# [EXERCICE COURT 1]
D'après l'extrait de page, quel surnom signalait l'isolement de la Corée ?

# [EXTRAIT DE PAGE]
Les services de navigation sont semblablement monopolisés par deux compagnies japonaises : la Osaka-Shasen-Kaisha et surtout le Nippon-Yusen-Kaisha ; leurs flottes, très considérables, couvrent tous les océans, relient entre eux les ports de l’Asie, de l’Autralasie, de l’Amérique et de l’Europe. C’est la Nippon Yusen-Kaishi qui, puissamment subventionnée, a établi entre Shimonosaki et Fusan ce service quotidien, grâce auquel quelques heures séparent seulement le Japon de la terre continentale. Avant que l’année se termine, la Corée, dont le surnom de « pays ermite » signalait l’isolement, égal à celui du Thibet, sera en communications directes avec les grands centres de l’univers.

# [Entrées d'un jeu de données]

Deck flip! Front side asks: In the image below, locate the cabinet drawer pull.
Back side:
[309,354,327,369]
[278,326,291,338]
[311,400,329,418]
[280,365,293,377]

# [EXERCICE COURT 2]
Repérez toutes les lignes qui contiennent le mot « side » et recopiez-les.

# [RÉPONSE ATTENDUE 1]
Le surnom de « pays ermite ».

# [RÉPONSE ATTENDUE 2]
Deck flip! Front side asks: In the image below, locate the cabinet drawer pull.
Back side:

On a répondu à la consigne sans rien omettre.